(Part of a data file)
• • • • • • •
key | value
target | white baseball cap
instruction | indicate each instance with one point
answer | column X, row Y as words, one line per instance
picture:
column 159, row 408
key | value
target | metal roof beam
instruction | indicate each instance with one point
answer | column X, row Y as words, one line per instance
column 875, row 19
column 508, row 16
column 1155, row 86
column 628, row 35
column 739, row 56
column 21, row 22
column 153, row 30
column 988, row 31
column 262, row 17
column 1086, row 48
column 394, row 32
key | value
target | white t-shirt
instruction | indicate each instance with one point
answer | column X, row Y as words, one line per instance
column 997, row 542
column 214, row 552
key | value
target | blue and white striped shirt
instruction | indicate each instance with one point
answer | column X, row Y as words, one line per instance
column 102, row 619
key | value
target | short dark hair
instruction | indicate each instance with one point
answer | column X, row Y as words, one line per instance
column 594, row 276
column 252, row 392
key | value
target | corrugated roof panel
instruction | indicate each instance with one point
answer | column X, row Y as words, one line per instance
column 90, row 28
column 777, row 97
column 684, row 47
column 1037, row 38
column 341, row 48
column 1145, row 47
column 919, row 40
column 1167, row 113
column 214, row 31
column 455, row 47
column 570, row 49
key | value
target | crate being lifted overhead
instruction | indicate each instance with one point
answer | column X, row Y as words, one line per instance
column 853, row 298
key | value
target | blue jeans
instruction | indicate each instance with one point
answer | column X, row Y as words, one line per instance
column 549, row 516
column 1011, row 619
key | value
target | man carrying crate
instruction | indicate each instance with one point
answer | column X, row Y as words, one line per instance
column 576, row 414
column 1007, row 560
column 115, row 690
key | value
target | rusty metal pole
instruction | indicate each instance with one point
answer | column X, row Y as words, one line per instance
• • • • • • •
**WHAT THE TASK ASKS**
Copy all of the lines above without changing anything.

**IN RESPONSE**
key | value
target | white baseball cap
instruction | indicate each instance with one point
answer | column X, row Y as words, one line per instance
picture:
column 159, row 408
key | value
target | metal roof beam
instruction | indicate each instance with one point
answer | column X, row Y as words, one line per instance
column 875, row 19
column 508, row 16
column 1155, row 86
column 628, row 35
column 739, row 56
column 21, row 22
column 153, row 30
column 988, row 31
column 262, row 17
column 1086, row 48
column 394, row 32
key | value
target | white t-shirt
instruction | indicate each instance with one point
answer | column X, row Y as words, one line per instance
column 997, row 542
column 214, row 552
key | value
target | blue and white striped shirt
instruction | indicate each instance with one point
answer | column X, row Y as words, one line per instance
column 102, row 619
key | value
target | short dark hair
instruction | indicate each instance with one point
answer | column X, row Y as words, one line per instance
column 594, row 276
column 252, row 392
key | value
target | corrugated roof panel
instruction | indicate each instance with one point
answer | column X, row Y as words, one line per instance
column 90, row 28
column 777, row 97
column 684, row 47
column 1037, row 38
column 341, row 48
column 1145, row 47
column 919, row 40
column 1167, row 113
column 214, row 31
column 455, row 47
column 570, row 49
key | value
target | crate being lifted overhead
instruction | indicate each instance with one point
answer | column X, row Y as words, one line per instance
column 853, row 298
key | value
target | blue jeans
instruction | indicate each instance with one point
answer | column X, row Y as words, one line per instance
column 549, row 516
column 1011, row 619
key | value
target | man carrying crate
instruction | indicate each instance with one point
answer | column X, row Y as words, one line per instance
column 576, row 414
column 1007, row 560
column 115, row 690
key | value
target | rusty metal pole
instruction | indicate each instance with one point
answer | column X, row Y as words, one line per instance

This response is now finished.